• _Work instructions_: Reproduce every one of the records below word for word, changing nothing.

• _Data shown_:
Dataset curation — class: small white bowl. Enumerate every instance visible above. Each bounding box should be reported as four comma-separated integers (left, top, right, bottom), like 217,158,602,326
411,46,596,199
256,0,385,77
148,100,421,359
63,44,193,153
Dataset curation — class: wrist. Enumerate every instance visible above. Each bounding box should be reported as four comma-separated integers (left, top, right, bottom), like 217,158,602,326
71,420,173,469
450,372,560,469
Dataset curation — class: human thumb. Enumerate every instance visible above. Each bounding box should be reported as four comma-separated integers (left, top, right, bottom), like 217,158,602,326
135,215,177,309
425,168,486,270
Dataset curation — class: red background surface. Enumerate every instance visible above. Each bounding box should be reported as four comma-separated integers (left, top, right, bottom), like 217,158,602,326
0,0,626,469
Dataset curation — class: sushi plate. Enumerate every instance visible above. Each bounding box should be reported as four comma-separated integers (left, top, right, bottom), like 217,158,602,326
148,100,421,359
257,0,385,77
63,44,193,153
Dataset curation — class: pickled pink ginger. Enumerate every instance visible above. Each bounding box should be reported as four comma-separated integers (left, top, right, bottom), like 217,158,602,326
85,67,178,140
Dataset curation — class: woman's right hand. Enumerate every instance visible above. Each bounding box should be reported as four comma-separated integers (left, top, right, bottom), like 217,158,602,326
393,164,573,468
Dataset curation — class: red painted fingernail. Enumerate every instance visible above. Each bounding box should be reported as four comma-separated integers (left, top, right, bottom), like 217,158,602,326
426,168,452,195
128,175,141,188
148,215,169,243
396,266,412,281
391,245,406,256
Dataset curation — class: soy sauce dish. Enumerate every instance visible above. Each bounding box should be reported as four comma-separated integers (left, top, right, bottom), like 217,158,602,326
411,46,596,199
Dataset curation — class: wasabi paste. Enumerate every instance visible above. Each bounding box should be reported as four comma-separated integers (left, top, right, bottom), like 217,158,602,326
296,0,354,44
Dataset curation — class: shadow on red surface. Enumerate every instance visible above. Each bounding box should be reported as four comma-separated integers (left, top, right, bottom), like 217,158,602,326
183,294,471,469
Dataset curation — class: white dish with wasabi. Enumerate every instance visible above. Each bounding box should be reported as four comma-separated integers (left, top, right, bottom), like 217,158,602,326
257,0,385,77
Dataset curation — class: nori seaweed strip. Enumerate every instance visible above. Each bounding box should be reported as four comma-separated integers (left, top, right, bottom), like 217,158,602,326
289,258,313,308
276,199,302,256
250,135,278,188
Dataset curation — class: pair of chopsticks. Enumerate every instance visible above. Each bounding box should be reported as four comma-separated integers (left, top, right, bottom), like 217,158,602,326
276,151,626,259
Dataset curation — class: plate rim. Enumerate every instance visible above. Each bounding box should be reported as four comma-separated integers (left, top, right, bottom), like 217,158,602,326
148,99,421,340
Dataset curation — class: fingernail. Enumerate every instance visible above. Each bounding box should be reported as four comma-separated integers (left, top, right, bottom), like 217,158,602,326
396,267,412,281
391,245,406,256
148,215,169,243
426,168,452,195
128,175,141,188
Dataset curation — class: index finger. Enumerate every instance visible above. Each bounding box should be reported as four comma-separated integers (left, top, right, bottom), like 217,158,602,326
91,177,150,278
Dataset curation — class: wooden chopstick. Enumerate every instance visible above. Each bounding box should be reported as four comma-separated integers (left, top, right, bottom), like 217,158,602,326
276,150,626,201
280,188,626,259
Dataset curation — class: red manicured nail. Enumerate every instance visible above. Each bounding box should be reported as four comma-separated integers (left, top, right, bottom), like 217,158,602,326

• _Task result_:
Dataset curation — class: small white bowl. Enumerate every instance visible above. Each bounding box should be reported as four comma-separated integers (left, top, right, bottom), like 217,158,602,326
411,46,596,199
256,0,385,77
148,100,421,359
63,44,193,153
Dataset curation — class: wrist. Enumerate every instance visible above. Each bounding box should be reported as four comma-separated integers (left, top, right, bottom), like 217,158,602,326
71,420,173,469
450,372,560,469
Dataset curation — class: human thumb. Enumerate every instance visible above. Each bounding box should be reported as four comma-separated integers (left, top, right, bottom), like 217,158,602,326
135,215,177,309
425,168,486,270
Dataset curation — class: red background surface. Enumerate every instance visible above. Each bounding box should be reported as four comma-separated integers (left, top, right, bottom), like 217,158,602,326
0,0,626,469
Dataset curation — class: sushi plate. Enumerate every instance visible above. Each bounding box should be reported as four comma-separated integers (left, top, right, bottom), like 217,158,602,326
148,100,421,359
257,0,385,77
63,44,193,153
Dataset curation — class: pickled pink ginger. Enumerate every instance visible above. Each bounding box should be reported as four comma-separated integers (left, top, right, bottom), like 217,158,602,326
85,67,178,140
Dataset curation — class: woman's right hand. Enumerate every instance visible above. Each bounding box should be reported as four comma-separated integers (left, top, right, bottom), like 217,158,602,326
393,164,573,468
Dataset curation — class: red painted fingernail. Enumerate every instance visible above. Each bounding box should be reported as four comma-separated integers (left, top, right, bottom), like 217,158,602,326
426,168,452,195
128,175,141,188
148,215,169,243
396,266,412,281
391,245,406,256
Dataset curation — class: soy sauce dish. Enumerate every instance visible above. Each bounding box should be reported as four comma-separated integers (left, top, right, bottom), like 217,158,602,326
411,46,596,199
Dataset curation — class: wasabi paste. Enumerate every instance visible above. Each bounding box should be reported as four comma-separated integers (left, top, right, bottom), like 217,158,602,326
296,0,354,44
Dataset curation — class: shadow on red surface. Enumerate every instance visible above. Each bounding box should be reported as four comma-separated integers (left, top, right, bottom), like 217,158,602,326
183,294,471,469
Dataset curation — class: white dish with wasabi. Enumerate every instance visible above. Each bounding box should be reported as four comma-separated integers (left, top, right, bottom), like 217,158,602,326
257,0,385,77
Dataset curation — class: nori seaweed strip. Enumerate every instance visible above. Each bounding box should be reported as four comma-separated integers (left, top, right, bottom), like 217,158,602,326
289,258,313,308
276,199,302,256
250,135,278,188
Dataset curation — class: pair of chopsticks. Enumerate every instance visible above. Each bounding box should be reported as four comma-separated integers (left, top, right, bottom), like 217,158,602,326
276,151,626,259
Dataset curation — class: plate rim. Enumerate every instance visible above. Each bounding box should be reported as four comma-separated integers (left, top, right, bottom), like 217,158,602,326
148,99,421,340
Dataset curation — class: fingernail. Enumerate every instance visible above. Each bounding box should be reported as four comma-separated integers (left, top, right, bottom), like 217,158,602,326
396,267,412,281
391,245,406,256
148,215,169,243
426,168,452,195
128,175,141,188
Dataset curation — class: index finger. Enumerate every instance visible above. Each bounding box should be reported as four comma-separated integers (left, top, right, bottom), like 217,158,602,326
91,177,150,278
Dataset curation — class: wooden chopstick. Enumerate every instance visible above. Each bounding box should be reported as four comma-separated integers (left, top, right, bottom), like 217,158,602,326
276,150,626,201
280,188,626,259
Dataset curation — class: red manicured nail. Enumerate every instance visible above. Each bounding box should be reported as four comma-separated integers (left, top, right, bottom), like 217,158,602,326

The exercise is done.